(Data items)

┄┄┄┄┄┄

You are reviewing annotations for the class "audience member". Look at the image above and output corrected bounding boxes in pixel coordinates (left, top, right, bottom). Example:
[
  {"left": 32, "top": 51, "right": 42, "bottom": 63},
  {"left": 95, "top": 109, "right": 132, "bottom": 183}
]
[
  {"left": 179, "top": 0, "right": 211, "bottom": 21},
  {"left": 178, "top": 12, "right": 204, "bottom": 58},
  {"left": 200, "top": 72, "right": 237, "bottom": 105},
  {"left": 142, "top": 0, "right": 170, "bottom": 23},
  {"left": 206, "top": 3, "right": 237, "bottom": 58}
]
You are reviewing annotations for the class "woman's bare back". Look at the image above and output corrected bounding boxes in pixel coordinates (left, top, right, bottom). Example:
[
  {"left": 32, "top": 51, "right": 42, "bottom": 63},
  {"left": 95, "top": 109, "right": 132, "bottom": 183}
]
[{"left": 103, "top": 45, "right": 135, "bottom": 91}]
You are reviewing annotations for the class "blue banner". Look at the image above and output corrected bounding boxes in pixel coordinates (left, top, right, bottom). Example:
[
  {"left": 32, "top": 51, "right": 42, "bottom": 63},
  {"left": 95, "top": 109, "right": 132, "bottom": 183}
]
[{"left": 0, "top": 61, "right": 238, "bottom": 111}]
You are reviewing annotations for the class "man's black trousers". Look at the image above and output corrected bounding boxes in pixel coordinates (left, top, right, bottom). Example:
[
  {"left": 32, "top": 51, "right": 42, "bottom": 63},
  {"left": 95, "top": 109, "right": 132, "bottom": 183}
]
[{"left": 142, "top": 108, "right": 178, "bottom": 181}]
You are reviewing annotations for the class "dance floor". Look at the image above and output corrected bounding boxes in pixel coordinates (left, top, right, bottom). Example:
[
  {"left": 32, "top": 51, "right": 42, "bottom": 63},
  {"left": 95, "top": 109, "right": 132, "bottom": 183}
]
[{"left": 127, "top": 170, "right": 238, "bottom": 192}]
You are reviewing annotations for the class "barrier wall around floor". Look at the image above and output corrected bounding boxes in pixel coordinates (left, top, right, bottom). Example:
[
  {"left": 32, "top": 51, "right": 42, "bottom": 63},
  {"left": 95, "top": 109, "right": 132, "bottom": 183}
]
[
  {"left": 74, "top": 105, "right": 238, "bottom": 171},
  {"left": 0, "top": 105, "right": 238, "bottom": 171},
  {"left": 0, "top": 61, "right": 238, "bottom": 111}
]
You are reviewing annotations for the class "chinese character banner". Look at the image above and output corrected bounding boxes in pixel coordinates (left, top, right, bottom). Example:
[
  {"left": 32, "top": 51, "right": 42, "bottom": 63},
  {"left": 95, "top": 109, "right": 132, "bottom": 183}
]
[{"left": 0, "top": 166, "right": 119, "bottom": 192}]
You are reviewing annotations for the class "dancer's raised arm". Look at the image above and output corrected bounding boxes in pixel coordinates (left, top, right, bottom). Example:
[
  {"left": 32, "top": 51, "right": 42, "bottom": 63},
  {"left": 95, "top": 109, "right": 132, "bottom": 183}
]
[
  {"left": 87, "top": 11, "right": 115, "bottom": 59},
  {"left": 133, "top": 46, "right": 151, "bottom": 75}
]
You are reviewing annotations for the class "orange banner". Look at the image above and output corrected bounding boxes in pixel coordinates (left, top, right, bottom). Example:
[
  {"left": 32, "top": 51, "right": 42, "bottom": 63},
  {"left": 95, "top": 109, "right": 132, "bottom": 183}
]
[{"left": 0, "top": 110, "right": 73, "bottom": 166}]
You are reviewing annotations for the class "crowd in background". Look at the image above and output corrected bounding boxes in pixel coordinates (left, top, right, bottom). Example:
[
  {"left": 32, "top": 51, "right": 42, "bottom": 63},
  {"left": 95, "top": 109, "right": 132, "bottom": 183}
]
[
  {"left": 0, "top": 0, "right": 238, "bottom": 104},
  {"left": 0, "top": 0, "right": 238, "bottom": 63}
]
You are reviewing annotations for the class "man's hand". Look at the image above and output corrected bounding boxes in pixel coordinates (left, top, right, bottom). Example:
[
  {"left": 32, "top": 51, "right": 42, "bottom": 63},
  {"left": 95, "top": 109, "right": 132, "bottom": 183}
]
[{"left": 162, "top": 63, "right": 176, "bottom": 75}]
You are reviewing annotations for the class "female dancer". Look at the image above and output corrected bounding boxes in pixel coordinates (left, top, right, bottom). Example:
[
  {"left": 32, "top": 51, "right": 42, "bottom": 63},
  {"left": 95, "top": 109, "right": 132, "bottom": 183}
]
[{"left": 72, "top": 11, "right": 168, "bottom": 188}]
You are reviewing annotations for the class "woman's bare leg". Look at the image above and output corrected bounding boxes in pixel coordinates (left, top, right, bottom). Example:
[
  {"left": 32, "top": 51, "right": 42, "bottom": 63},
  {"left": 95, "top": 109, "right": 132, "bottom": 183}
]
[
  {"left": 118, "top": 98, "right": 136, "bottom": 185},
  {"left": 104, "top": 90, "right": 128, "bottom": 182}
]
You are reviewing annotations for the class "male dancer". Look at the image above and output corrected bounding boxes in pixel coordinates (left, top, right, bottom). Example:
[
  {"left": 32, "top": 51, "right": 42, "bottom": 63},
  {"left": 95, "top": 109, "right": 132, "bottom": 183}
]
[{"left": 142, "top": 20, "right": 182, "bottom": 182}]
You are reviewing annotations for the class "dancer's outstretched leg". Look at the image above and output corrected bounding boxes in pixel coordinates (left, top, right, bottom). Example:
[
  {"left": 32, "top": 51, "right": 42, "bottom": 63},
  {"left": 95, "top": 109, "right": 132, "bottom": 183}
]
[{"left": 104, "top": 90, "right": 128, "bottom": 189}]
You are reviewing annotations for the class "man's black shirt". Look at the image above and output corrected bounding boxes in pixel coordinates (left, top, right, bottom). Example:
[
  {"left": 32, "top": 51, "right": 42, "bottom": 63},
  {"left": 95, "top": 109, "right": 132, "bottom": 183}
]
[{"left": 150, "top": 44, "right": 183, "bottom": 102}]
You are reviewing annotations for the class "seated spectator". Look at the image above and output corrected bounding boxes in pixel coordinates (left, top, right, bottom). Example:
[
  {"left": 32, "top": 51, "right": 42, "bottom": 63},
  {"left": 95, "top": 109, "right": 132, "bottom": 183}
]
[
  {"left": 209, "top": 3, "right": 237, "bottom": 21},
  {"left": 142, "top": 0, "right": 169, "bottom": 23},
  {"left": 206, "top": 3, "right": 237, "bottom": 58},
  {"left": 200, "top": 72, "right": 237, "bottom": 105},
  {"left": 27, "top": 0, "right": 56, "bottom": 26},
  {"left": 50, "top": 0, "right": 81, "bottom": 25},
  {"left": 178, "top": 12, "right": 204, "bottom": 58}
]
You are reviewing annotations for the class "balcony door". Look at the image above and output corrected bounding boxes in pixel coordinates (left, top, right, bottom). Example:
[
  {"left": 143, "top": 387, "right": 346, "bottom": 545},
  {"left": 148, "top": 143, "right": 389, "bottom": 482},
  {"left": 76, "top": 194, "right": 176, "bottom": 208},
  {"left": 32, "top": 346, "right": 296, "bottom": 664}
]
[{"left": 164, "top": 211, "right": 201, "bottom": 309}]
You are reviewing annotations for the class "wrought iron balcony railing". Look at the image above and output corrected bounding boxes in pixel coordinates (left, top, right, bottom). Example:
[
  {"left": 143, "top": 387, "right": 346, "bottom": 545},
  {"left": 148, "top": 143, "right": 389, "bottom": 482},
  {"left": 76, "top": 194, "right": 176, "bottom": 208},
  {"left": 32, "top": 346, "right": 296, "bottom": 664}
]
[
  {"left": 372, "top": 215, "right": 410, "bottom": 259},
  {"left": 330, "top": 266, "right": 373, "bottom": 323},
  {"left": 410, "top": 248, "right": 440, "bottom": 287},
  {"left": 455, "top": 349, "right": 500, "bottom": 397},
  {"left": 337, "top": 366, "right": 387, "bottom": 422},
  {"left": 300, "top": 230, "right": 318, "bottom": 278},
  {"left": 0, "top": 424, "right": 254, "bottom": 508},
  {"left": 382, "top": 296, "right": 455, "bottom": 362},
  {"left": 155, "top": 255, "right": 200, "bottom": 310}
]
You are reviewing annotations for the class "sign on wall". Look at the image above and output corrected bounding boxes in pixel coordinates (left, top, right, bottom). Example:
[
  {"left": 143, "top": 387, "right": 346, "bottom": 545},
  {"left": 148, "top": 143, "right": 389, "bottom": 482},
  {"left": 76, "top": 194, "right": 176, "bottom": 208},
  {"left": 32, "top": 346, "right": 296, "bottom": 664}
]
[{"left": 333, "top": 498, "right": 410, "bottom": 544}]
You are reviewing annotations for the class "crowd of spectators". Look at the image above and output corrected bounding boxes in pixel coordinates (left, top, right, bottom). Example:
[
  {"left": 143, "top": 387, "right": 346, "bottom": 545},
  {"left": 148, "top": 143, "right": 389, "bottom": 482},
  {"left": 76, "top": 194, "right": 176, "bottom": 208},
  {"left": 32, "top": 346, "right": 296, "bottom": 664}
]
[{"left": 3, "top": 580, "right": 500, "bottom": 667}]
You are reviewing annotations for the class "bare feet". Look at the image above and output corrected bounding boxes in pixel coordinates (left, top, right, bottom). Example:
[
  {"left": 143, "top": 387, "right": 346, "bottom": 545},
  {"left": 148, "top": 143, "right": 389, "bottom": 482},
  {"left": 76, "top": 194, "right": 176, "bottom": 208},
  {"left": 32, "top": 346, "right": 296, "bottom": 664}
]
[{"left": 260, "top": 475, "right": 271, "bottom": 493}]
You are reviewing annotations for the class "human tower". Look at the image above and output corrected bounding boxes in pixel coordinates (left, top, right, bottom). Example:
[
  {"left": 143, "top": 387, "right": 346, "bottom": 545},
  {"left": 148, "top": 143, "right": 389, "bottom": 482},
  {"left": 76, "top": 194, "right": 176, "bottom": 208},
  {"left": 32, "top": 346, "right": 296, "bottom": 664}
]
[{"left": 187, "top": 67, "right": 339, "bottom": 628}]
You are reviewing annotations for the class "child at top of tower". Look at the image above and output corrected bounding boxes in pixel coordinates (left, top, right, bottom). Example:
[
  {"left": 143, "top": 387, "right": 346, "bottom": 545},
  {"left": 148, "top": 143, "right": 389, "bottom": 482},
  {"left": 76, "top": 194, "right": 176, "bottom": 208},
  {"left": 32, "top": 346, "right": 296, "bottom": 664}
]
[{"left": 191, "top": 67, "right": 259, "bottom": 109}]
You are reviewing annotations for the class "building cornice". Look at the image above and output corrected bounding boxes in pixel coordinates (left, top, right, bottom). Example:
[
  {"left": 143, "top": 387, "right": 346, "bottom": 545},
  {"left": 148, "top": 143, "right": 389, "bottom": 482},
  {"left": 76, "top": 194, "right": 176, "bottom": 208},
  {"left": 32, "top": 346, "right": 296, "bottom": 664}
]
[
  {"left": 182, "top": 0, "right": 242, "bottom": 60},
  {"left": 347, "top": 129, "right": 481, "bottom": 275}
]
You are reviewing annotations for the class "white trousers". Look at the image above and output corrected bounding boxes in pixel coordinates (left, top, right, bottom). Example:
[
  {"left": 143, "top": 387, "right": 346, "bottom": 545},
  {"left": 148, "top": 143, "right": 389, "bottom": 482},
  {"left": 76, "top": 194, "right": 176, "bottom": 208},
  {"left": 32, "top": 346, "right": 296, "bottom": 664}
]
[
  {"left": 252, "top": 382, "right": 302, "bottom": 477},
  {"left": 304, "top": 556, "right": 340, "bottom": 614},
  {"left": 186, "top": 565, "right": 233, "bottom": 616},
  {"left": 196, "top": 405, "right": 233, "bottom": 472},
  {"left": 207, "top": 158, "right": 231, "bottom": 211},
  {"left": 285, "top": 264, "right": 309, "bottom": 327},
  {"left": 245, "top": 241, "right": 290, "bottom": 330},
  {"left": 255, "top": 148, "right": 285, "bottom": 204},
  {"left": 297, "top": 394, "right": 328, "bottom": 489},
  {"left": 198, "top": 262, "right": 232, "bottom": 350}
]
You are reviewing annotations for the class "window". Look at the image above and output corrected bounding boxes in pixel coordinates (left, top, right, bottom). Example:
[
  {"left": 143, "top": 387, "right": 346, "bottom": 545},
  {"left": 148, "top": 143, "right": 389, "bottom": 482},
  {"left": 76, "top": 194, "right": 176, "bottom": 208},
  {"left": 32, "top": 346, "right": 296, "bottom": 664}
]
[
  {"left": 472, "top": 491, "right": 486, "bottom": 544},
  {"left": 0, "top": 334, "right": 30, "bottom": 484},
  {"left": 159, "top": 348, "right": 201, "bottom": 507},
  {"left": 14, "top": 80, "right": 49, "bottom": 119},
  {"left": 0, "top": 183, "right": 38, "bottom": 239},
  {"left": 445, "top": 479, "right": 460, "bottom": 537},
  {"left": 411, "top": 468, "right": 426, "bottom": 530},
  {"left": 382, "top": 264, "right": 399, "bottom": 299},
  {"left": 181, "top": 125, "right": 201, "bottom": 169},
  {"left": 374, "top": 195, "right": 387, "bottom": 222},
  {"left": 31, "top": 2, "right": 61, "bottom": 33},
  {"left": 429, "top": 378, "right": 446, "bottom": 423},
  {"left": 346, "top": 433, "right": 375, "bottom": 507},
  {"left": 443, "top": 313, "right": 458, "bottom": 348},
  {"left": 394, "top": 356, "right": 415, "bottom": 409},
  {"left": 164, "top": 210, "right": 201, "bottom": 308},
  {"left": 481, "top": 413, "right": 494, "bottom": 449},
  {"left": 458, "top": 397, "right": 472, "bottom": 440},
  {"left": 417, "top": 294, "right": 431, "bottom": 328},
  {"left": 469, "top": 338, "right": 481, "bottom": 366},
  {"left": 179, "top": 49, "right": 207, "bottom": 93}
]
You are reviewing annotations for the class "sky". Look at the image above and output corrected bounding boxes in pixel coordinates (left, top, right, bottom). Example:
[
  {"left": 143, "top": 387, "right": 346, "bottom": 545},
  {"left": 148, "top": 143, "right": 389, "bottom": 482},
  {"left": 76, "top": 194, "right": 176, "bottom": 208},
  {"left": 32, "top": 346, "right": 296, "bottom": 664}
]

┄┄┄┄┄┄

# Your task
How many lines of the data items above contain the string "crowd"? Case counts, and the reply should be the number alone.

# Output for this task
2